── KUTIPAN

Clock Magic Wand Quran Compass Menu
Image Mohammad Farid Yacoeb, S.H., M.H.

Mencapai Keadilan yang Setara melalui Modernisasi KUHAP

Hukum | 2025-03-21 20:14:38
Photo: Bagus Ahmad Rizaldi
Photo: Bagus Ahmad Rizaldi

Modernisasi KUHAP: Kemerdekaan Tersangka dalam Sistem Peradilan

Ketika mendengar kata “tersangka,” banyak orang langsung membayangkan sosok bermasalah dan bersalah. Stigma ini begitu kuat, hingga tak ada seorang pun yang rela disematkan label tersebut. Padahal, dalam hukum, tersangka hanyalah seseorang yang diduga melakukan tindak pidana berdasarkan bukti awal, bukan pelaku yang telah divonis bersalah. Namun realitasnya berbeda. Sering kali, sebelum ada putusan pengadilan, tersangka dan bahkan hingga keluarganya sudah dihujani prasangka dan perundungan sosial.

────
── DATA YANG DIBERIKAN

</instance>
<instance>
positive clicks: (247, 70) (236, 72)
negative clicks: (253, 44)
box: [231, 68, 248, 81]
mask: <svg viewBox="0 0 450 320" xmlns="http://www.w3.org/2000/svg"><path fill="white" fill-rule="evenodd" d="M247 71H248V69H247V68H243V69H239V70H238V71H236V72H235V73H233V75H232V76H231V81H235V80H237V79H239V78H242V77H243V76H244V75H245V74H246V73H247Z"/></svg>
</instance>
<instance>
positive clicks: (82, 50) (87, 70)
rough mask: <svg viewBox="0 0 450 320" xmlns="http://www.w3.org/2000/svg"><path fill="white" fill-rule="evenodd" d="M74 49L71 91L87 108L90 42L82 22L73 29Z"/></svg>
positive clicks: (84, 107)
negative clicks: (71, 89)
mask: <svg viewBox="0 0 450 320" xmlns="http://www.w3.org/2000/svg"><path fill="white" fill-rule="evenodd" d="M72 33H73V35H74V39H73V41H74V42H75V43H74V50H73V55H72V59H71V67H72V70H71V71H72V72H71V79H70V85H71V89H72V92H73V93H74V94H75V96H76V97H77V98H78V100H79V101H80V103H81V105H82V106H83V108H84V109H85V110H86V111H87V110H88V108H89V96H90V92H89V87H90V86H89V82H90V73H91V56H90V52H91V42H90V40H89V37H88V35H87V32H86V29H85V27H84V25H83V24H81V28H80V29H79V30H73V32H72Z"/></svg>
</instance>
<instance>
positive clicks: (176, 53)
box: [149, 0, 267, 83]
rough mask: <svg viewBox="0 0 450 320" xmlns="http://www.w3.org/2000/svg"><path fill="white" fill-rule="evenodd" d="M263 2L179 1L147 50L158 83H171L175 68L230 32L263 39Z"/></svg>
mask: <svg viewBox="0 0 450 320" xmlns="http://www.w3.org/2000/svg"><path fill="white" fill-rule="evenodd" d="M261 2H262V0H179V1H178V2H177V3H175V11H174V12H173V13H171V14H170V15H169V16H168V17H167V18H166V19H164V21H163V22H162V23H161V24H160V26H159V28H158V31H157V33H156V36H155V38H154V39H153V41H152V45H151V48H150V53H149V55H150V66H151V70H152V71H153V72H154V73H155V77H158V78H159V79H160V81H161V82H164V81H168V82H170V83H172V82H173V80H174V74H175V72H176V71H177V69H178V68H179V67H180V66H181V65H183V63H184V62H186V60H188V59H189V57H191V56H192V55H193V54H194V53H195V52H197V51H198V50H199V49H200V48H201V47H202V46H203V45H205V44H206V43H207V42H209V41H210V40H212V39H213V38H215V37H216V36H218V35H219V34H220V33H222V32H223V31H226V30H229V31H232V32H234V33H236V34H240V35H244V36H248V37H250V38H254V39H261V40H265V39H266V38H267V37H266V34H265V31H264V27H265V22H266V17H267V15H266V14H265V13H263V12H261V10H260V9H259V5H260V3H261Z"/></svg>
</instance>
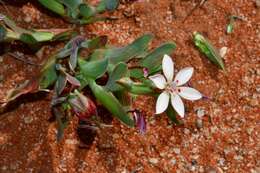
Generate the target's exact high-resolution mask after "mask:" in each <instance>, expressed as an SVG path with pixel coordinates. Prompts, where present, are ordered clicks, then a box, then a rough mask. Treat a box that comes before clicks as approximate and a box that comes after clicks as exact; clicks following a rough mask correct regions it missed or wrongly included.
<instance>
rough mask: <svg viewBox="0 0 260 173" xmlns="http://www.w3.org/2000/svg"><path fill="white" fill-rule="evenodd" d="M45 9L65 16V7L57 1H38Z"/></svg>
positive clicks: (65, 12) (40, 0)
mask: <svg viewBox="0 0 260 173" xmlns="http://www.w3.org/2000/svg"><path fill="white" fill-rule="evenodd" d="M38 1H39V2H40V3H41V4H42V5H43V6H44V7H46V8H48V9H49V10H51V11H53V12H55V13H57V14H59V15H61V16H65V14H66V12H65V8H64V6H63V5H62V4H61V3H59V2H58V1H57V0H38Z"/></svg>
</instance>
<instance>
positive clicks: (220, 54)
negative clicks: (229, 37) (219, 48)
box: [219, 47, 228, 58]
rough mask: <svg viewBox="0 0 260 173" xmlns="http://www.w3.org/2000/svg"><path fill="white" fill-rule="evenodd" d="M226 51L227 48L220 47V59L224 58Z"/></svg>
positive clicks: (227, 48)
mask: <svg viewBox="0 0 260 173" xmlns="http://www.w3.org/2000/svg"><path fill="white" fill-rule="evenodd" d="M227 50H228V48H227V47H222V48H221V49H220V50H219V54H220V56H221V57H222V58H224V57H225V55H226V54H227Z"/></svg>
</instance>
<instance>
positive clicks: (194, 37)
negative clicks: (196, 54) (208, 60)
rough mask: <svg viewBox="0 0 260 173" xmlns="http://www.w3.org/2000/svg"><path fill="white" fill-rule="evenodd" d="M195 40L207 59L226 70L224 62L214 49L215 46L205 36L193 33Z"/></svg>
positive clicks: (220, 67)
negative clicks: (214, 46)
mask: <svg viewBox="0 0 260 173" xmlns="http://www.w3.org/2000/svg"><path fill="white" fill-rule="evenodd" d="M193 40H194V43H195V45H196V46H197V48H198V49H199V50H200V51H201V52H202V53H203V54H204V55H206V57H207V58H208V59H209V60H210V61H211V62H213V63H214V64H215V65H217V66H218V67H219V68H220V69H222V70H225V66H224V62H223V61H222V58H221V56H220V54H219V52H218V50H216V48H214V46H213V45H212V44H211V43H210V41H209V40H207V39H206V38H205V37H204V36H203V35H201V34H200V33H198V32H194V33H193Z"/></svg>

────

=== SOAL DAN TUGAS ===
• a. Tentukan apakah setiap pernyataan berikut sesuai dengan kutipan tentang modernisasi KUHAP: (i) menurut hukum, tersangka adalah orang yang sudah divonis bersalah; (ii) sebelum ada putusan pengadilan, keluarga tersangka pun bisa menjadi sasaran prasangka; (iii) banyak orang rela disebut tersangka. Jawab ya atau tidak untuk masing-masing, disertai kata-kata penentu dari kutipan.
• b. Lanjutkan kutipan tentang modernisasi KUHAP mulai dari sesudah kalimat terakhirnya.

=== HASIL ===
• a.
(i) Tidak: "tersangka hanyalah seseorang yang diduga melakukan tindak pidana berdasarkan bukti awal, bukan pelaku yang telah divonis bersalah"
(ii) Ya: "tersangka dan bahkan hingga keluarganya sudah dihujani prasangka dan perundungan sosial"
(iii) Tidak: "tak ada seorang pun yang rela disematkan label tersebut"

• b.
Padahal, konstitusi kita, melalui Pasal 28D ayat (1) UUD 1945, menjamin bahwa setiap orang berhak atas perlakuan yang sama di hadapan hukum. Dalam prinsip hukum pun dikenal asas presumptio iures de iure (setiap orang dianggap tahu hukum) dan ignorantia juris non excusat (ketidaktahuan terhadap hukum tidak bisa dijadikan alasan pembelaan). Artinya, kita seharusnya berpegang teguh pada hukum yang berlaku, bukan pada prasangka dan opini liar.

Oleh karena itu, modernisasi Kitab Undang-Undang Hukum Acara Pidana (KUHAP) menjadi langkah penting untuk memastikan sistem peradilan kita benar-benar menjunjung tinggi asas keadilan dan kesetaraan bagi setiap individu di hadapan hukum.

RUU KUHAP: Langkah Besar dalam Reformasi Hukum

Setelah bertahun-tahun dinantikan, pada 18 Februari 2025, DPR RI akhirnya menetapkan Rancangan Undang-Undang (RUU) KUHAP sebagai usul inisiatif. Langkah ini menjadi angin segar dalam reformasi hukum pidana, terutama dalam hukum acara. KUHAP yang saat ini berlaku merupakan produk tahun 1981, yang tentu saja belum sepenuhnya mampu menjawab tantangan zaman. Dengan perubahan sosial, teknologi, dan dinamika hukum yang semakin kompleks, pembaruan KUHAP menjadi suatu keharusan agar sistem peradilan lebih adaptif, transparan, dan menjamin hak-hak setiap warga negara.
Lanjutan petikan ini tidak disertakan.